▶ **Problem description**: From the line that holds "Each instance of the group of swan" to the last line of the data, copy everything exactly; leave out all the rest.

Dataset rows on where objects appear

━━━━

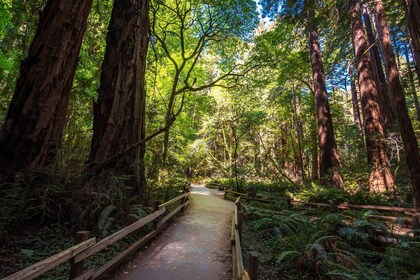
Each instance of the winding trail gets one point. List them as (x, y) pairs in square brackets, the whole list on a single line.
[(196, 246)]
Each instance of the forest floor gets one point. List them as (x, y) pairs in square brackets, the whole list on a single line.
[(196, 246)]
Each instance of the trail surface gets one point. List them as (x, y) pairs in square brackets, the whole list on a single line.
[(196, 246)]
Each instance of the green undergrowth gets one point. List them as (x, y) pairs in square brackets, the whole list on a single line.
[(314, 192), (306, 244), (39, 220)]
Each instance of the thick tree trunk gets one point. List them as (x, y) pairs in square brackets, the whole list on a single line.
[(328, 154), (119, 113), (387, 114), (406, 129), (412, 10), (34, 123), (299, 137), (381, 178), (355, 103), (314, 152), (412, 83)]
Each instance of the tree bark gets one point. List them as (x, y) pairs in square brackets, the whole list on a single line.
[(299, 137), (380, 178), (119, 114), (406, 128), (355, 103), (34, 123), (412, 83), (328, 154), (387, 113), (412, 12)]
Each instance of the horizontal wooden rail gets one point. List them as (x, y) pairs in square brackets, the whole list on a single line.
[(170, 215), (78, 253), (173, 200), (121, 256), (43, 266), (118, 235), (376, 207)]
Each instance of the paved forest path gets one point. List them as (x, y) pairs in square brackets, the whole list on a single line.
[(196, 246)]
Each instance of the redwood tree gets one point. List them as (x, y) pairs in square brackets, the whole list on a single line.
[(387, 113), (120, 110), (412, 11), (328, 154), (35, 119), (381, 178), (406, 128)]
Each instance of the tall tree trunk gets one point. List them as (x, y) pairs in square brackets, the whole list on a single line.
[(387, 114), (299, 137), (34, 123), (355, 103), (314, 152), (328, 154), (412, 12), (412, 83), (120, 111), (406, 129), (380, 178)]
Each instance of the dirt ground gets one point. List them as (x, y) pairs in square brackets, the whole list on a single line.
[(196, 246)]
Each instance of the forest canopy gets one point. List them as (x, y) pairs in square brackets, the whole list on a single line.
[(118, 102)]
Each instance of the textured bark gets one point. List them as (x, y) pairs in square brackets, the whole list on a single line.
[(328, 154), (355, 103), (406, 129), (412, 10), (412, 84), (34, 123), (299, 137), (387, 114), (119, 113), (314, 152), (380, 179)]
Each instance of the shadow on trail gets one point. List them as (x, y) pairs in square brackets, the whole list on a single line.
[(196, 246)]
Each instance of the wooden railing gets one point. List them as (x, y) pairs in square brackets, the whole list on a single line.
[(408, 216), (86, 247), (236, 236)]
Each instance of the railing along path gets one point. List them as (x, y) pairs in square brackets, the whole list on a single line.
[(86, 247), (236, 234)]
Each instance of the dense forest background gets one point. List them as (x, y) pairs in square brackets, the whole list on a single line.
[(107, 107)]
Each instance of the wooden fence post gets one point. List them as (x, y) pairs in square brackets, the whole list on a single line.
[(240, 219), (415, 222), (76, 269), (157, 203), (253, 265), (252, 193), (289, 203), (184, 199)]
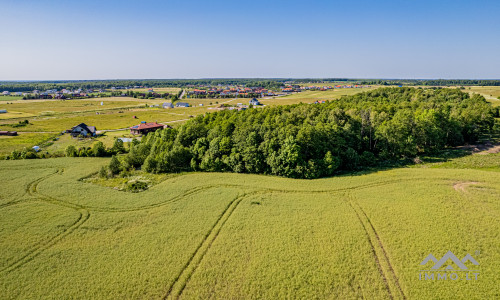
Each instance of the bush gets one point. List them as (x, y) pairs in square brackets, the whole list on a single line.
[(137, 186), (98, 149), (71, 151), (103, 172), (114, 165)]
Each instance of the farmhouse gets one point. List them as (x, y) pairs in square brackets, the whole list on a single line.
[(168, 105), (145, 128), (82, 130), (254, 102), (181, 104)]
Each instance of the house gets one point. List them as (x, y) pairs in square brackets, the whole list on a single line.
[(145, 128), (254, 102), (181, 104), (82, 130)]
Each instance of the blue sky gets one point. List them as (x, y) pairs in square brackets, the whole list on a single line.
[(49, 40)]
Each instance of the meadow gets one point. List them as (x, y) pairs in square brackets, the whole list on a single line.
[(312, 96), (233, 236)]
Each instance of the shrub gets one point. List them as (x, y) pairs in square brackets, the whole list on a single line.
[(103, 172), (71, 151), (137, 186), (98, 149), (114, 165)]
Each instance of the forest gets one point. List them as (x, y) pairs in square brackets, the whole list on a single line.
[(317, 140)]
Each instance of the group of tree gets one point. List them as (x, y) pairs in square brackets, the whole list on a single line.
[(317, 140), (97, 150)]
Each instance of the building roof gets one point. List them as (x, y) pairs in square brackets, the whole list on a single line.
[(90, 129), (143, 126)]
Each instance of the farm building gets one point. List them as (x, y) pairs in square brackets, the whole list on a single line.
[(10, 133), (168, 105), (254, 102), (145, 128), (83, 130), (181, 104)]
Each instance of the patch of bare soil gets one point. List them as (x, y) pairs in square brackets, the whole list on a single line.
[(460, 186)]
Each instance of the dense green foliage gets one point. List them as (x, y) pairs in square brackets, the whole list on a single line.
[(311, 141)]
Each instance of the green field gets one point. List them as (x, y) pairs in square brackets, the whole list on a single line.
[(230, 236), (25, 140), (311, 96)]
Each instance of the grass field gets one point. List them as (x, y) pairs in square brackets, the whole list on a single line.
[(231, 236), (311, 96), (10, 98)]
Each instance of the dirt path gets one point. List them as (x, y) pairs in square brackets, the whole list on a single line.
[(182, 279), (382, 260), (84, 215)]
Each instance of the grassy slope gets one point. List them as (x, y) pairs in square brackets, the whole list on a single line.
[(244, 236)]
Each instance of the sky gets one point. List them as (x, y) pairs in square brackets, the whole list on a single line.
[(152, 39)]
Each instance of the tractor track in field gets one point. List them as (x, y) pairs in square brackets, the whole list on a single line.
[(84, 215), (176, 289), (371, 231)]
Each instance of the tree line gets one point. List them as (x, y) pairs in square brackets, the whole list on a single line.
[(317, 140)]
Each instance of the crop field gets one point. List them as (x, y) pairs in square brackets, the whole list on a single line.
[(53, 107), (491, 93), (231, 236), (10, 98), (28, 140)]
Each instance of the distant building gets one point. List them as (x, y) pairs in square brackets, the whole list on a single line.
[(83, 130), (181, 104), (145, 128), (254, 102), (168, 105)]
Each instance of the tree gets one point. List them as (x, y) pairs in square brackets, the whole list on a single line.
[(114, 165), (71, 151), (118, 147), (98, 149)]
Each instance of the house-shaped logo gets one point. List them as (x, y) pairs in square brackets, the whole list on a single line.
[(459, 264)]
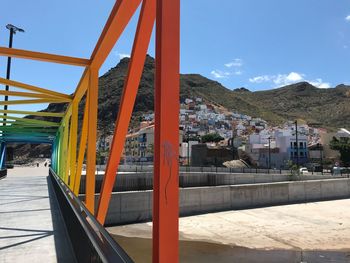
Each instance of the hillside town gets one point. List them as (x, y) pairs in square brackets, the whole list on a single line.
[(236, 137)]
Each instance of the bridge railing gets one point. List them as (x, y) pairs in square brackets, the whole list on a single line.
[(90, 241)]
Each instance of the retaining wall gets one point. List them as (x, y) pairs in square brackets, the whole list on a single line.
[(132, 207), (144, 181)]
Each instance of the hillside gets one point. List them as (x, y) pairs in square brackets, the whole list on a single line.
[(327, 108)]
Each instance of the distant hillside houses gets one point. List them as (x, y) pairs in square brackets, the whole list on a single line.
[(265, 146)]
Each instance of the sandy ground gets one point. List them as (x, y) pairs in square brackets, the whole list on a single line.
[(313, 226)]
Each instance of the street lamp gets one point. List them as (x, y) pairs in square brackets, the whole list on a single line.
[(296, 140), (13, 29), (269, 152)]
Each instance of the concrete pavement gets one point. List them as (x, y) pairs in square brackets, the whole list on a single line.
[(309, 232), (31, 226)]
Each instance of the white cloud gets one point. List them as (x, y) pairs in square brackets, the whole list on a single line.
[(122, 55), (287, 79), (237, 62), (260, 79), (320, 84), (219, 74)]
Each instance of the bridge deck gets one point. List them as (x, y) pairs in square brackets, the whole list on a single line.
[(31, 225)]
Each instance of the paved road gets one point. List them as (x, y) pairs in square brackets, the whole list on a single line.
[(316, 232), (31, 225)]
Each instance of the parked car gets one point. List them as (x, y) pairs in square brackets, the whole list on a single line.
[(303, 170)]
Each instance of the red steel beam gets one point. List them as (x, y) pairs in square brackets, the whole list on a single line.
[(138, 55), (166, 135)]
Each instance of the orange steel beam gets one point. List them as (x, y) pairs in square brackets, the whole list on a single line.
[(26, 54), (91, 143), (116, 23), (30, 95), (166, 134), (82, 147), (132, 81)]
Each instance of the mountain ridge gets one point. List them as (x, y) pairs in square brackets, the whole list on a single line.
[(327, 107)]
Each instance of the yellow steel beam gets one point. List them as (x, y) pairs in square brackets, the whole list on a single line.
[(65, 151), (32, 121), (36, 113), (33, 101), (21, 85), (26, 54)]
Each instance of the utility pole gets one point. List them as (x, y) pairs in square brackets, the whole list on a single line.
[(13, 29), (188, 145), (296, 140), (269, 152)]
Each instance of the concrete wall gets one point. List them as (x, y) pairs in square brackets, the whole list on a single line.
[(144, 181), (131, 207), (149, 168)]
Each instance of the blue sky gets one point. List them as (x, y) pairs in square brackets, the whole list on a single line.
[(258, 44)]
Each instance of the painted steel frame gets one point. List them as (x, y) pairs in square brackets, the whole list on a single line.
[(68, 156)]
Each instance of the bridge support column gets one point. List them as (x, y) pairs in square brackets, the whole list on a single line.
[(166, 134)]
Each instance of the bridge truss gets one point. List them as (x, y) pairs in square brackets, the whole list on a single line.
[(70, 151)]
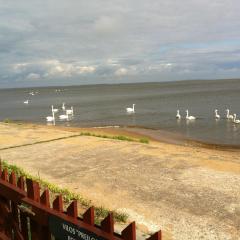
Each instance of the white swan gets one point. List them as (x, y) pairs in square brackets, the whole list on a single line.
[(63, 106), (234, 118), (178, 116), (64, 117), (51, 118), (228, 115), (131, 110), (189, 117), (217, 116), (69, 111), (55, 110)]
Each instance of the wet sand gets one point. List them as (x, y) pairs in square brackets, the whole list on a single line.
[(188, 190)]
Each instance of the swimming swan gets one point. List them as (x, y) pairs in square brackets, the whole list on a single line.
[(189, 117), (131, 110), (178, 116), (51, 118), (64, 117), (55, 110), (217, 116), (234, 118), (69, 111), (228, 115)]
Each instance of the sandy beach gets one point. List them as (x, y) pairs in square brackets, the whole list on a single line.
[(190, 191)]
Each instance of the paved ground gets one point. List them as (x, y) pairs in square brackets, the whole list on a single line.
[(189, 192)]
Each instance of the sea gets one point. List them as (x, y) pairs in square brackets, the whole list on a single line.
[(155, 107)]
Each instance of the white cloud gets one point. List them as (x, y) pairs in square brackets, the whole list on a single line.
[(121, 72), (33, 76)]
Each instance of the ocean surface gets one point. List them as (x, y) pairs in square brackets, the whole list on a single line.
[(156, 105)]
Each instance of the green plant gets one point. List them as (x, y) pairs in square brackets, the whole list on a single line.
[(68, 196), (144, 140)]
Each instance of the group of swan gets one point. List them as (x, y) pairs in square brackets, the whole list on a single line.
[(178, 116), (217, 116), (228, 116), (131, 110), (68, 112)]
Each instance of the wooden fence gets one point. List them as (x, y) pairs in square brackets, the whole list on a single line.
[(26, 214)]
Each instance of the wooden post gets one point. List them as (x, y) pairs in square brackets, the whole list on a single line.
[(33, 190), (45, 199), (13, 179), (88, 216), (21, 183), (24, 225), (4, 175), (72, 209), (58, 204), (107, 224), (129, 233)]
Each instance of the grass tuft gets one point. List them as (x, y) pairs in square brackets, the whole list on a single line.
[(68, 196)]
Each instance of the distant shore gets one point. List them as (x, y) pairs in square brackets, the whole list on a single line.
[(188, 190), (138, 132)]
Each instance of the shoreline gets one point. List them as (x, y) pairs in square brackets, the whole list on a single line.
[(155, 135), (188, 190)]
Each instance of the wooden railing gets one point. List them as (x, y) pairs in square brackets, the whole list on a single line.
[(26, 214)]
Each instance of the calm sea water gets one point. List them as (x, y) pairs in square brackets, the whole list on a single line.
[(156, 105)]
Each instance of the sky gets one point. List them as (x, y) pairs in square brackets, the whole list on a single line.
[(59, 42)]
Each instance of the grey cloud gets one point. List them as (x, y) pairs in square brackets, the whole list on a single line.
[(133, 39)]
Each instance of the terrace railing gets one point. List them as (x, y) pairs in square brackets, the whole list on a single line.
[(26, 212)]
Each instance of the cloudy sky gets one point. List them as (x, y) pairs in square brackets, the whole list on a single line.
[(59, 42)]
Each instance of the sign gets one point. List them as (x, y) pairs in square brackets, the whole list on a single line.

━━━━

▶ **Full output**:
Each instance of the group of swan gets one point. List them as (x, y) pairs in square brackets, the whole list on a single line.
[(178, 116), (217, 116), (228, 116), (131, 110), (68, 112)]
Each instance of the wooden fence gets one point. List them as (x, y) pairs in square brackets, the whole list on a single line.
[(26, 214)]
Each instance of the wooden post gets one point. List them as (x, y) pairs in square brackets, the whole list on a single line.
[(33, 190), (45, 199), (13, 179), (88, 216), (21, 183), (24, 225), (4, 175), (72, 209), (58, 204), (107, 224), (129, 233)]
Each instance of the grass tuft gets one point. List them as (x, y) pairs in square brackets, the whole list on a single line.
[(68, 196)]
Each instance of the distant shore gets one point. List them as (x, y) pairs in square brackets, the whole list on a single line.
[(188, 190), (138, 132)]
Each instance of the shoreline gets one point. List them as (x, y) pairs in square brackets, the whole list on a single line.
[(155, 135), (188, 190)]
Each instance of the wooden railing gets one point. List them as (x, y) pairs in square brackets, the whole list on a single line.
[(26, 214)]
Each instance of the calm sea water gets one point. List them as (x, y) pairs in square brackets, the whole list on a single line.
[(156, 105)]
Each instance of the sky gets one point. List them as (x, y) pairs in square brackets, the whole list on a single line.
[(59, 42)]
Each instance of the grey cloud gets one point. List them as (x, y) pairs in square brackets, the whole list on a single line.
[(133, 39)]
Each instance of the terrace railing gets one point. List them as (x, y) pairs in square brackets, the whole list on a single line.
[(26, 212)]
Each instance of the cloudy sky gets one point. List them as (x, y) pairs in square brackets, the whole list on a single line.
[(59, 42)]
Each instance of the sign gets one point. List them as (x, y) pairs in square brackets, the whole list on a single line.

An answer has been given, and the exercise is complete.